* _Work required_
Up to and including the line with "Draw the outline of every instance of the glowing", please set down the entries below exactly, starting from the first line.

== Listed entries

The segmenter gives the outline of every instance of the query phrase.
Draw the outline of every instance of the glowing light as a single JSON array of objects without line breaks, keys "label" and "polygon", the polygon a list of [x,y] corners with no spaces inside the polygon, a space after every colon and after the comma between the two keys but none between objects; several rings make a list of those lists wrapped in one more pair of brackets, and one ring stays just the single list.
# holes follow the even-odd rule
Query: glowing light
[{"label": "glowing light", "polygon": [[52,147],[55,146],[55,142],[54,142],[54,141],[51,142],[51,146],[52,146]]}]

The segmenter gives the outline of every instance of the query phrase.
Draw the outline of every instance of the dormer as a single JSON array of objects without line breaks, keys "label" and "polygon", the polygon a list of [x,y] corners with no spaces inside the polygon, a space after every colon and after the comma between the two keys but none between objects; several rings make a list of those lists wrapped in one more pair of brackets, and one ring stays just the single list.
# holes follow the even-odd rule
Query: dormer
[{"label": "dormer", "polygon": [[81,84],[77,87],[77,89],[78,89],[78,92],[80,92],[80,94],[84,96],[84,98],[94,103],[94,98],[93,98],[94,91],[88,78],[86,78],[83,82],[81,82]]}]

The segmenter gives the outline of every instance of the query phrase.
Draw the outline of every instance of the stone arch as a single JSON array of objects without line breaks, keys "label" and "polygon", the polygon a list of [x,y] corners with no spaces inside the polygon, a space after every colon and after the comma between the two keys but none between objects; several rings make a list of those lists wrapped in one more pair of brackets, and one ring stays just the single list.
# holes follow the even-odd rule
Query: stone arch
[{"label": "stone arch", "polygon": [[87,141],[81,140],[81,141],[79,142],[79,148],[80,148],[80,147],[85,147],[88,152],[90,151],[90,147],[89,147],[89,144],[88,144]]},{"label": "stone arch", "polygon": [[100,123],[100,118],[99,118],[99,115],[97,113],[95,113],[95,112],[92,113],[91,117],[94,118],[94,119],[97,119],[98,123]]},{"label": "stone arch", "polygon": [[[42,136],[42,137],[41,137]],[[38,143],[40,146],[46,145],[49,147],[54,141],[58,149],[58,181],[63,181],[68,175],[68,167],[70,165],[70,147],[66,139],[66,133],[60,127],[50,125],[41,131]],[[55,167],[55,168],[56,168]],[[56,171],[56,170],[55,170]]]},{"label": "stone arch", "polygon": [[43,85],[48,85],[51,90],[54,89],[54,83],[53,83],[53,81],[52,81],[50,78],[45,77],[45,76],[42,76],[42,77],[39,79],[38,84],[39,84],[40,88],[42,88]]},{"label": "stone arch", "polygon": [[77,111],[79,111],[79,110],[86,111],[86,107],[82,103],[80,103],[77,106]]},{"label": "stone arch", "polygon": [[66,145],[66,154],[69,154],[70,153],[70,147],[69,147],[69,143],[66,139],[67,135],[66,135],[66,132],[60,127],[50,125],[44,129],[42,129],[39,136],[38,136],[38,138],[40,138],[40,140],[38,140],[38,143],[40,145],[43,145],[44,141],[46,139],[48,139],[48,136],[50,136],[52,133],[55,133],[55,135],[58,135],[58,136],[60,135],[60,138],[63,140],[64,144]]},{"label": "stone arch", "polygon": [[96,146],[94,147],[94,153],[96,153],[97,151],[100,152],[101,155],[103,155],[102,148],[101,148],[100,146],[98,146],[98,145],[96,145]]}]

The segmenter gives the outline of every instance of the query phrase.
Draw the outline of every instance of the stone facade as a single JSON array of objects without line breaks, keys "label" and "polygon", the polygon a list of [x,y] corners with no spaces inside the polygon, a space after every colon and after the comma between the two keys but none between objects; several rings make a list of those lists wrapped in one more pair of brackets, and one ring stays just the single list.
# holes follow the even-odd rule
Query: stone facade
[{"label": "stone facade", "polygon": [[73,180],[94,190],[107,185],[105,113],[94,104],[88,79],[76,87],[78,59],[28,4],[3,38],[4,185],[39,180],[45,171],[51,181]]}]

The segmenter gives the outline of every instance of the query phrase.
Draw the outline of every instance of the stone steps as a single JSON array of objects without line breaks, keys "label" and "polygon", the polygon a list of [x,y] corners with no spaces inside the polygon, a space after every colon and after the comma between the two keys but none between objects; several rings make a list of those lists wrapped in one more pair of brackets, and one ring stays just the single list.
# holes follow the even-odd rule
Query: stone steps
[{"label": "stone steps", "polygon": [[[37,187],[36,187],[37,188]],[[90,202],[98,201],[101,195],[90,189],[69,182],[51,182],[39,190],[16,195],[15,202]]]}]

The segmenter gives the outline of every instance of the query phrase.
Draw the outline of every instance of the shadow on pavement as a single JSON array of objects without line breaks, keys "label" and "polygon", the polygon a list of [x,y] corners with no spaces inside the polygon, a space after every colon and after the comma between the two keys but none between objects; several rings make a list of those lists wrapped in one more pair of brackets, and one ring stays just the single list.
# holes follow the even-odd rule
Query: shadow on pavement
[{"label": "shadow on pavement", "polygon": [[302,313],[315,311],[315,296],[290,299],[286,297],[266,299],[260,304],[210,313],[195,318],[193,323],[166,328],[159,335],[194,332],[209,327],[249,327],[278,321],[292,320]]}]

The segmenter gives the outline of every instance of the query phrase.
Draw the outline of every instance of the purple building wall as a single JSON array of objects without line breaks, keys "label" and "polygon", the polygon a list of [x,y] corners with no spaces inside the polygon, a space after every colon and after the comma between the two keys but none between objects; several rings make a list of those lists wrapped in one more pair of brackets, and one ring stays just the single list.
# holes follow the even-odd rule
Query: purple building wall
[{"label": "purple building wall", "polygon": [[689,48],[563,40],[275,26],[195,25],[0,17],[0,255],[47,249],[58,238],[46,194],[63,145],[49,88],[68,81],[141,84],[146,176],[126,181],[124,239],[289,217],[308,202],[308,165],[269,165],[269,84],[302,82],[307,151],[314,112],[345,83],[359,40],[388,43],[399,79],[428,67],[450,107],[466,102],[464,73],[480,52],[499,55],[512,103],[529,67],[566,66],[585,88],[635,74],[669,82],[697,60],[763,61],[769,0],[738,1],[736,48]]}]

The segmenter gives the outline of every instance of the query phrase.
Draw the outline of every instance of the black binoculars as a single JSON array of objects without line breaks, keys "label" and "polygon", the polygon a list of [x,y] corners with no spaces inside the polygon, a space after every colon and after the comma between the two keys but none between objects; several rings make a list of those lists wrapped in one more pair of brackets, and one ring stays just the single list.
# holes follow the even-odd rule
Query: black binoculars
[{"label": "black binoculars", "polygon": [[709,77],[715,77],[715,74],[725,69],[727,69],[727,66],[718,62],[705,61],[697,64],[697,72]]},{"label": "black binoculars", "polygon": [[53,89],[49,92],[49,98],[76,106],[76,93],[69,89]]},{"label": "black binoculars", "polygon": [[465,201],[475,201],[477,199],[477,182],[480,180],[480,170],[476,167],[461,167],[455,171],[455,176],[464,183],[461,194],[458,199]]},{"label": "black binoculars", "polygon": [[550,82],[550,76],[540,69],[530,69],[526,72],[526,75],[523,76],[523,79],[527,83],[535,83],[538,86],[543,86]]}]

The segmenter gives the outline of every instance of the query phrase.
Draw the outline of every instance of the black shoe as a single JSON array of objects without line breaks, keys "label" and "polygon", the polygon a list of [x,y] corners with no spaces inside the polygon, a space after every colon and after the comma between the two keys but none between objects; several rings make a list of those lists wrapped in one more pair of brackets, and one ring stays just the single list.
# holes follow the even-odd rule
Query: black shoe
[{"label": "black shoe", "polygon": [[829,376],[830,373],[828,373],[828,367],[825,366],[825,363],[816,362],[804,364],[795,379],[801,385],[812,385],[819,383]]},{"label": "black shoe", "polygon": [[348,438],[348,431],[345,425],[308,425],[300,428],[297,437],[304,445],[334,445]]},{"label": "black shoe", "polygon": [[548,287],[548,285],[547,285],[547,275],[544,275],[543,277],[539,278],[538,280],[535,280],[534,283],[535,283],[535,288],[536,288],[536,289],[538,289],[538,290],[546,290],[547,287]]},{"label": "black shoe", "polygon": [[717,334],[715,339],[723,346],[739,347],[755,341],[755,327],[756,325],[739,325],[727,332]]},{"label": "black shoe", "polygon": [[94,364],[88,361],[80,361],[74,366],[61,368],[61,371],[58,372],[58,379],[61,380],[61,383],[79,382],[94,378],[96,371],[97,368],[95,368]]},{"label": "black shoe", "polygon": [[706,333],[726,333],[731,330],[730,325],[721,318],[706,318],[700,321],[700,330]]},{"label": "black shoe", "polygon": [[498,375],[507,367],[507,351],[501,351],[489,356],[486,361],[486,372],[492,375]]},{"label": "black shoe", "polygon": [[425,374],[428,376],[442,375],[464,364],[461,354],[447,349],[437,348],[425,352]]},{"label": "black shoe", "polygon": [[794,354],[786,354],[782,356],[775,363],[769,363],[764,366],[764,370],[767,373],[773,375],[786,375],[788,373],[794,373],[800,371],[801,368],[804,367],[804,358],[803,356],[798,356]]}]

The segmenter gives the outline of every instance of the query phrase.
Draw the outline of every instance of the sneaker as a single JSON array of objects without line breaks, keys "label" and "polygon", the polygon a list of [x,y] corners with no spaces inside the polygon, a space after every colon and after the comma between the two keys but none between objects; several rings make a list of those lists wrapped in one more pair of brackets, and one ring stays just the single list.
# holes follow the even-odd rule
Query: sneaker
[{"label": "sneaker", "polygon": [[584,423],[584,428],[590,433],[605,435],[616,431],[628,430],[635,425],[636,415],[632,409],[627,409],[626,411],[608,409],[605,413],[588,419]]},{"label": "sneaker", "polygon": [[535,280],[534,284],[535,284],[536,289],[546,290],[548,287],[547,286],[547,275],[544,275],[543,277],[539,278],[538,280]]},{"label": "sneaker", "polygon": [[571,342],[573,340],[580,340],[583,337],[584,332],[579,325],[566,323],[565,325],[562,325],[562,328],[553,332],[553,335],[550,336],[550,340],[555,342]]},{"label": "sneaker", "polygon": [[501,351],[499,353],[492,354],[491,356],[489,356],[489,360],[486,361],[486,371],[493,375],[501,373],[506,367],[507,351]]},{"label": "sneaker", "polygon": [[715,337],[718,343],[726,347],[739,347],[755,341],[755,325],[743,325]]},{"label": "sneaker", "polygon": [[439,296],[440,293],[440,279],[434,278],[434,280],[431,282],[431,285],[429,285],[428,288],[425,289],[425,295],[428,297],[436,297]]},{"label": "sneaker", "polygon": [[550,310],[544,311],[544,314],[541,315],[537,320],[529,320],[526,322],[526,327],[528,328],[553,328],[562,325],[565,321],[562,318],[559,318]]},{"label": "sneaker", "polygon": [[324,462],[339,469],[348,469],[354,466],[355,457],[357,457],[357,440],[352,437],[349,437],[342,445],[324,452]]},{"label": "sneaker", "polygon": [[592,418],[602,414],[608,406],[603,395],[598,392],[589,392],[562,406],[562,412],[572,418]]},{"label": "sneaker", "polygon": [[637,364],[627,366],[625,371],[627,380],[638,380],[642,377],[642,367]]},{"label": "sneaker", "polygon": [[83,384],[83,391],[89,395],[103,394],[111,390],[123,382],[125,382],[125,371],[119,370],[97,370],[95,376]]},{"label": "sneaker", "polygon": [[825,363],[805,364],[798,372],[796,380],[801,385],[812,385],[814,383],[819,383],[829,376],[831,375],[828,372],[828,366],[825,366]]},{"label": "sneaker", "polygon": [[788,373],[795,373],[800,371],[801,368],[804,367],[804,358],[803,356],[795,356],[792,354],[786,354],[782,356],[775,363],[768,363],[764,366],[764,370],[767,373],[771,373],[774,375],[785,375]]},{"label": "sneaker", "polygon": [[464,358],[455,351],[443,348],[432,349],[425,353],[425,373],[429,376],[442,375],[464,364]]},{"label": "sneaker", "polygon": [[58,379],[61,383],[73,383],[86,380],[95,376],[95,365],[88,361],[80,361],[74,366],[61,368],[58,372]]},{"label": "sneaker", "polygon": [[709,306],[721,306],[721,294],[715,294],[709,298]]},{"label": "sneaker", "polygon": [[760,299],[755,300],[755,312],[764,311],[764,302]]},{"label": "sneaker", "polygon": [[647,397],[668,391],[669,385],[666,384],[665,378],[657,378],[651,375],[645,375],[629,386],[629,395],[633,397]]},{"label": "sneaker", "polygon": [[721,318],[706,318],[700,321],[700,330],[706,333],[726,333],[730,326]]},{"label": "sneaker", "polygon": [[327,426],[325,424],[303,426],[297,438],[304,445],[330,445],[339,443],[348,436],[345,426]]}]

====

* _Answer to the exercise_
The segmenter gives the outline of every instance of the query phrase.
Draw the outline of every instance of the glowing light as a single JSON array of objects without line breaks, keys "label" and "polygon", the polygon a list of [x,y] corners with no spaces inside the polygon, a space after every colon and after the comma between the two keys but none between objects; several rings make a list of those lists wrapped in one more pair of brackets, and one ring stays just the single list.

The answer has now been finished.